THE INPUT
++++++++++
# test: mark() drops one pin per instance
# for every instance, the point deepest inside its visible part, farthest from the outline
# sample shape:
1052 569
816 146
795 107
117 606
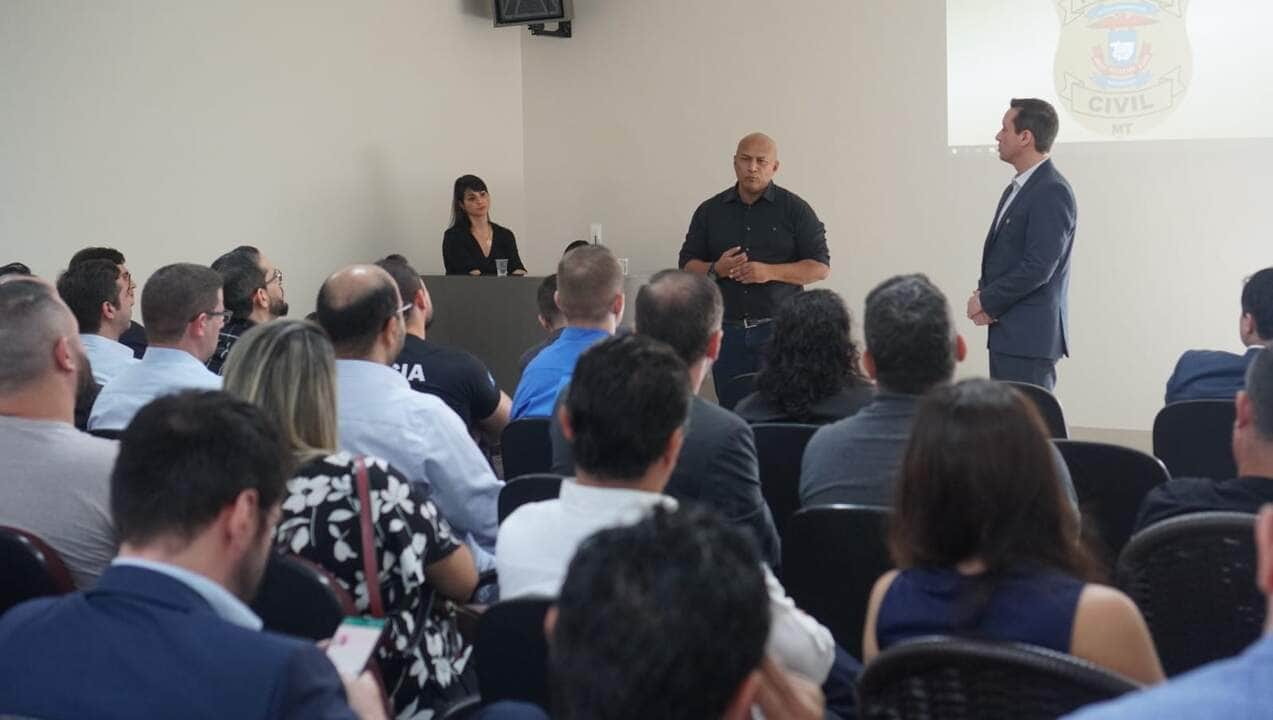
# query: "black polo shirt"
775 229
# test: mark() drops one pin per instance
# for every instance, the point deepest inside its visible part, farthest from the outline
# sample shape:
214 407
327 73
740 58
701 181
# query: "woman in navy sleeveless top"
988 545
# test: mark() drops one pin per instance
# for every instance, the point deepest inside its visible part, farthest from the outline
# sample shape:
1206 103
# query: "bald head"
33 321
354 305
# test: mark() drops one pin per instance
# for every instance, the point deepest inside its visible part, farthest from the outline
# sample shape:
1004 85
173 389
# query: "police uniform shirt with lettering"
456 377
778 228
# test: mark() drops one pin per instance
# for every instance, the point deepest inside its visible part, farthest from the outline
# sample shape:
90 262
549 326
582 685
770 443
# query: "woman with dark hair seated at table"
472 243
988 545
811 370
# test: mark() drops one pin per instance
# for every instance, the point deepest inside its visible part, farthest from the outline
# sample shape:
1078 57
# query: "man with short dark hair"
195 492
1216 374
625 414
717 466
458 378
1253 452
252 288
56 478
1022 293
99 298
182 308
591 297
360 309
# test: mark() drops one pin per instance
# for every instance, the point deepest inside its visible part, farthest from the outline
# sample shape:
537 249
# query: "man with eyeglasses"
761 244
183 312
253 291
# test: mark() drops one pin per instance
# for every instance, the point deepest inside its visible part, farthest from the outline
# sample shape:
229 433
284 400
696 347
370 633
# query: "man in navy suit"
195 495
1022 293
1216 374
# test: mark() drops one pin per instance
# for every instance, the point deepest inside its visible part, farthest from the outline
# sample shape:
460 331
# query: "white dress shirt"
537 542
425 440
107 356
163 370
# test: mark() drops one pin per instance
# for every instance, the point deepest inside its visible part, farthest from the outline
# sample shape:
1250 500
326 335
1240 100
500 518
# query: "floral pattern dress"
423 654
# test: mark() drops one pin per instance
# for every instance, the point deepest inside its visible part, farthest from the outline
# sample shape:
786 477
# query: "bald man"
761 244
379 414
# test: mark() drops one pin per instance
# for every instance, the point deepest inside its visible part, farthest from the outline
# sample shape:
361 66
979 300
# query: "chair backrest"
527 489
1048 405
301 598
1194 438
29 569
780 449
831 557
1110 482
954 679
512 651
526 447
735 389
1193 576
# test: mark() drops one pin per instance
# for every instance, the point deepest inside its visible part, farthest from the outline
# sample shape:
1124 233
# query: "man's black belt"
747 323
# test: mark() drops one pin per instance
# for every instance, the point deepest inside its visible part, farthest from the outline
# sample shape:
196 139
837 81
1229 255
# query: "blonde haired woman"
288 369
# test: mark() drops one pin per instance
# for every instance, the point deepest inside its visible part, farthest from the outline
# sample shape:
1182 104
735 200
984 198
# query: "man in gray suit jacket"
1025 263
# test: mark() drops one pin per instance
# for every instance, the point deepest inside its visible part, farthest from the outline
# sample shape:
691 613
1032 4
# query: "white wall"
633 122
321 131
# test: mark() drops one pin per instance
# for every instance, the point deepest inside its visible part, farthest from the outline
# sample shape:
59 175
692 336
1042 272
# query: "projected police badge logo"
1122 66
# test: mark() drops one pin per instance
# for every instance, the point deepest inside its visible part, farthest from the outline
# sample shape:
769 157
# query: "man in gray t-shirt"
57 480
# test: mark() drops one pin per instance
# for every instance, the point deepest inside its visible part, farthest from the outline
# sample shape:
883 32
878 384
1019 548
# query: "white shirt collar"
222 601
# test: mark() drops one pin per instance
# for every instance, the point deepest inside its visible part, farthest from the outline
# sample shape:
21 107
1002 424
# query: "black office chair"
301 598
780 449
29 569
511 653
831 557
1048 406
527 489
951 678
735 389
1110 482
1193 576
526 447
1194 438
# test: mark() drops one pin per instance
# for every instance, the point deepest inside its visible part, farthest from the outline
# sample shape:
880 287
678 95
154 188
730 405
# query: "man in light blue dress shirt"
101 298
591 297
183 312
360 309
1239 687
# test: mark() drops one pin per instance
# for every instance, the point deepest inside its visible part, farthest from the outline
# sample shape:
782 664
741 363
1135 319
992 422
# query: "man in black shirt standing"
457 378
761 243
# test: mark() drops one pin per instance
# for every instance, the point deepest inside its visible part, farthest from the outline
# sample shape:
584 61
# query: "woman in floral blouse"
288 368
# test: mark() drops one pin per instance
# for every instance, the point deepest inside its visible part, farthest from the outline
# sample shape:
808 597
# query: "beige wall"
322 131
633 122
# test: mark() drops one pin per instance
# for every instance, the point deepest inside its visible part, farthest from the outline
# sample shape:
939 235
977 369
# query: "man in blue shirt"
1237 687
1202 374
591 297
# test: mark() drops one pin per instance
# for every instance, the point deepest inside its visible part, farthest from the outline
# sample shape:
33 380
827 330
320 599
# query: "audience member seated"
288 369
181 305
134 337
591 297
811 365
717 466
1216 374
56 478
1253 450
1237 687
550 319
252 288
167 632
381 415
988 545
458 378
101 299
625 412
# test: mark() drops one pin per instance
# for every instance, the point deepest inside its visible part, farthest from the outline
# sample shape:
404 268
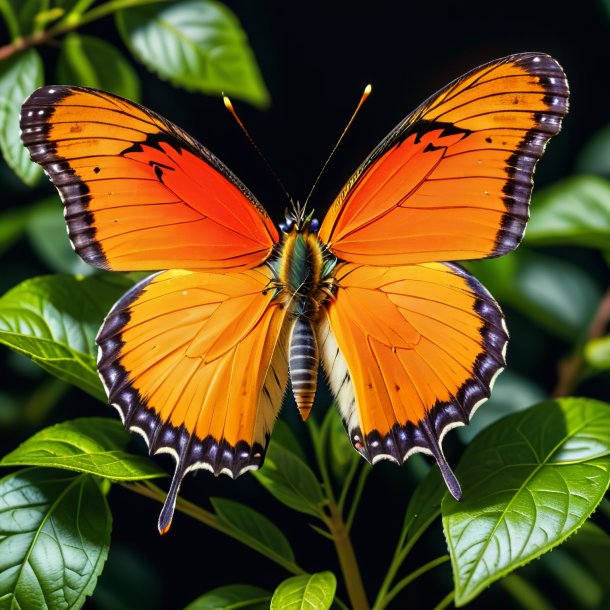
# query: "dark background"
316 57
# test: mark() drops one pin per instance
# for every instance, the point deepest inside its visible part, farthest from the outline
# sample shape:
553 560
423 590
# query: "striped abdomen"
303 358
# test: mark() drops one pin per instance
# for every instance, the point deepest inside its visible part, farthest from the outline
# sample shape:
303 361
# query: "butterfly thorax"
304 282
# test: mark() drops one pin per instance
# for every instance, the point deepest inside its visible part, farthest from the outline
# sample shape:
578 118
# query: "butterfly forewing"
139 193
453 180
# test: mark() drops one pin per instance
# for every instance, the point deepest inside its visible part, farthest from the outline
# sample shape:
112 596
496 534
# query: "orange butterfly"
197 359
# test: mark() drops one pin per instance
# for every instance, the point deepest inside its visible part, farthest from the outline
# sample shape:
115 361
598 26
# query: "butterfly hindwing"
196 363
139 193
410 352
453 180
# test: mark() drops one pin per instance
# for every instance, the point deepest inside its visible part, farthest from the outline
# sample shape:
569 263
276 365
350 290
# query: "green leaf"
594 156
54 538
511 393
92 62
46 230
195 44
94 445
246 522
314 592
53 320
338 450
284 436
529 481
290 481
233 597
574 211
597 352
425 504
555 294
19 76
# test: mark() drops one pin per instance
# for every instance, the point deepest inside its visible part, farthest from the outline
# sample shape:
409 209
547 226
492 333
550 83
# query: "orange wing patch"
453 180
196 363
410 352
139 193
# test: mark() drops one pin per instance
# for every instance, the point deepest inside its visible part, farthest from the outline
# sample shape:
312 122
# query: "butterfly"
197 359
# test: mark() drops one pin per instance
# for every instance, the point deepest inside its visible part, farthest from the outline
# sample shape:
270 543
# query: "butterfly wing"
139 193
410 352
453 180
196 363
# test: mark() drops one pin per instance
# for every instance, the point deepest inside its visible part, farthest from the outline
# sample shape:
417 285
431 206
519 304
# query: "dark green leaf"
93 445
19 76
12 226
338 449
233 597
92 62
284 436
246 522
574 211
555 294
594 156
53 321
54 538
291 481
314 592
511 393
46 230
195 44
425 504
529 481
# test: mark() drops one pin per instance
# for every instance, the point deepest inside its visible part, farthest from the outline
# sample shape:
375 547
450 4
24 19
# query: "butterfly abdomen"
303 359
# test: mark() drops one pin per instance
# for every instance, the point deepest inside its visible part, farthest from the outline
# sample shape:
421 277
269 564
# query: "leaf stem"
++++++++++
WORK REQUEST
Print out the whole listing word for word. Leave the pictures out.

WORKED SOLUTION
# test: mark() drops one pin per instance
# for every instance, the point deepest inside its visible part, farthest from the outline
# sample shape:
1052 569
816 146
795 107
117 606
# query: "black polo shirt"
775 229
# test: mark() drops one pin per instance
# for every instance, the point deepest inside its visible part, farthest from the outline
# sample shape:
214 407
327 73
740 58
701 181
# query: "woman in navy sleeveless top"
988 545
# test: mark() drops one pin per instance
# for every instance, the point deepest inside its visible part, farthest from the outline
# sample shape:
1206 103
# query: "bald head"
33 321
354 305
# test: mark() drops one pin per instance
# for every instance, the point deepest inside its visible part, farthest from the outline
# sample shape:
1004 85
173 389
# query: "police uniform shirt with lettering"
456 377
778 228
# test: mark() drops one pin per instance
# for every instance, the point deepest inside its visible part, farthest from the outline
# sample shape:
90 262
549 326
582 685
770 443
# query: "woman with dark hair seated at table"
472 243
988 545
811 370
# test: mark() drops one pin per instance
# for every instance, the point deepest inside its visible part, farthest from the outline
# sample shape:
1078 57
# query: "man with short dark hair"
195 492
1216 374
625 414
717 466
458 378
1253 452
252 288
56 478
1022 293
99 298
182 308
591 297
360 309
# test: mark() drops one pin per instance
# for every instance, the point deepest inside its visible part, farthest from the outline
# sample shape:
537 249
# query: "man with eyeglasses"
761 244
183 312
253 291
# test: mark() drops one pin per instance
# for every instance, the point deepest inside its visible part, farthest from the outline
# sample shape:
229 433
284 400
696 347
370 633
# query: "man in navy suit"
195 495
1022 293
1216 374
# test: mark() drops one pin per instance
# for every instance, the point deepest inside its visible part, farthest from the outline
# sample shape:
460 331
# query: "white dress shirt"
537 542
425 440
107 356
163 370
# test: mark() drops one pin per instance
# for every instance, the point deepest inside its visible part, farthest from the outline
# sample shape:
1250 500
326 335
1240 100
500 518
# query: "floral pattern dress"
423 654
# test: mark() drops one pin per instance
# for every instance, the point deepest inside its visible part, farthest from the outline
# sample shape:
786 477
# query: "bald man"
761 244
379 414
# test: mark() drops one pin per instance
# for every instance, the point deepest inside its visible part, farthest from the outline
# sample shape:
361 66
979 300
# query: "chair backrest"
527 489
1048 405
301 598
1194 438
29 569
780 449
831 557
1110 482
954 679
512 651
526 447
735 389
1193 576
# test: mark() drops one pin per instance
# for every instance, the point deepest inside its visible part, farthest from the outline
# sample shape:
1124 233
# query: "man's black belt"
747 323
# test: mark() drops one pin per instance
# for every instance, the point deepest inside its visible part, farthest from the outline
# sample shape:
196 139
837 81
1229 255
# query: "blonde haired woman"
288 369
# test: mark() drops one pin per instance
# for every instance, the point deepest inside its visible part, farthest from the outline
# sample shape:
1182 104
735 200
984 198
# query: "man in gray suit jacket"
1025 263
# test: mark() drops one pin per instance
# for every instance, the point deepest inside its visible part, farthest from the outline
# sample shape:
691 613
1032 4
# query: "white wall"
633 122
321 131
# test: mark() drops one pin per instance
# for every instance, the point deepest inside its visible part, farthest from the outline
# sample shape:
59 175
692 336
1042 272
# query: "projected police badge logo"
1122 66
# test: mark() drops one pin per instance
# for every instance, the point deepest inside its visible part, farthest from the outline
# sample shape:
769 157
# query: "man in gray t-shirt"
57 480
# test: mark() drops one pin per instance
# for every instance, the point deepest inside its visible part, farthest from the outline
# sample shape:
883 32
878 384
1019 548
# query: "white shirt collar"
222 601
# test: mark() drops one pin per instance
# for every instance, the point deepest inside its visible part, farthest from the outline
# sample shape:
21 107
1002 424
# query: "black office chair"
301 598
780 449
29 569
511 653
831 557
1048 406
527 489
951 678
735 389
1110 482
1193 576
526 447
1194 438
# test: mark() drops one pin per instance
# for every instance, the point deepest inside its visible part, farthest from the outline
# sample shape:
880 287
678 95
154 188
730 405
# query: "man in light blue dress shirt"
101 298
591 297
183 312
360 309
1239 687
# test: mark() drops one pin per instance
# for every instance, the point deepest inside its visible part, farthest from the outline
# sample shape:
782 664
741 363
1135 319
992 422
# query: "man in black shirt standing"
457 378
761 243
# test: mark() drops one pin per instance
# for every instance, the point deepest inside its visible part, farthest from the outline
# sample shape:
584 61
# query: "woman in floral blouse"
288 368
# test: mark() drops one pin per instance
# for every instance, the point deepest inside its visible part, farthest from the outline
# sample shape:
808 597
# query: "beige wall"
322 131
633 122
# test: mark() drops one pin per instance
# for every instance, the point deepest inside its visible part, farthest from the outline
# sample shape:
939 235
977 369
# query: "man in blue shirt"
1237 687
1202 374
591 297
# test: mark() drops one pin per instance
# for every instance, the point deepest inside its visible part, farthest from the outline
# sample shape:
33 380
827 330
320 599
# query: "audience member seated"
288 369
181 305
134 337
591 297
811 365
717 466
1216 374
56 478
1253 450
1237 687
550 319
252 288
167 632
381 415
988 545
458 378
101 299
625 412
# test: mark() drops one pin per instance
# for every instance, the point deepest inside its visible part, farthest from the outline
# sample shape:
404 268
# query: "dark background"
316 57
# test: mark() drops one pin per instance
# for every instance, the point deepest inside its visible part, farthest from the outline
# sample shape:
553 560
423 590
# query: "striped abdomen"
303 358
# test: mark() drops one pin per instance
# for every instance, the point deepest inside its visible part, farthest from the outline
# sample shape:
303 361
# query: "butterfly thorax"
304 282
# test: mark() drops one pin per instance
# for every instance, the point deepest inside its visible part, farthest from the outline
# sample shape:
578 118
# query: "butterfly forewing"
139 193
453 180
# test: mark() drops one pin per instance
# for every instance, the point deepest inside its visible part, farthest from the outline
# sample shape:
112 596
496 534
# query: "orange butterfly"
197 359
# test: mark() drops one pin per instance
# for every instance, the point deepest inside its visible part, farthest from the outline
# sample shape:
115 361
598 26
# query: "butterfly hindwing"
196 363
139 193
410 352
453 180
# test: mark() drops one pin per instance
# for every instance, the point deepest inside its visible part, farthest from the outline
# sample shape:
569 263
276 365
350 290
# query: "green leaf"
594 156
54 538
511 393
92 62
46 230
195 44
94 445
246 522
314 592
53 320
338 450
284 436
529 481
290 481
233 597
574 211
597 352
425 504
555 294
19 76
# test: mark() drops one pin per instance
# for every instance, the point deepest inside its visible part, farthest from the outline
# sample shape:
409 209
547 226
492 333
550 83
# query: "orange wing patch"
453 180
196 363
410 352
139 193
# test: mark() drops one pin per instance
# for every instance, the point deepest inside its visible part, farthest from the outline
# sample shape:
312 122
# query: "butterfly"
197 359
# test: mark() drops one pin per instance
# for every instance, the point deepest inside its visible part, farthest from the outline
# sample shape:
270 543
# query: "butterfly wing"
139 193
410 352
453 180
196 363
# test: mark() drops one pin per instance
# for every instance, the point deepest inside its visible part, farthest from the outline
# sample shape:
417 285
431 206
519 304
# query: "dark green leaf"
93 445
19 76
12 226
338 449
233 597
92 62
284 436
246 522
574 211
555 294
594 156
53 321
54 538
291 481
314 592
511 393
46 230
195 44
425 504
529 481
# test: mark() drops one pin per instance
# for every instance, the point deepest inside its visible part, farthest from the outline
# sample shape:
375 547
450 4
24 19
# query: "butterfly abdomen"
303 359
# test: mark() drops one pin per instance
# for every instance, the point deepest inside its visible part, farthest from the outline
# sample shape:
421 277
269 564
# query: "leaf stem"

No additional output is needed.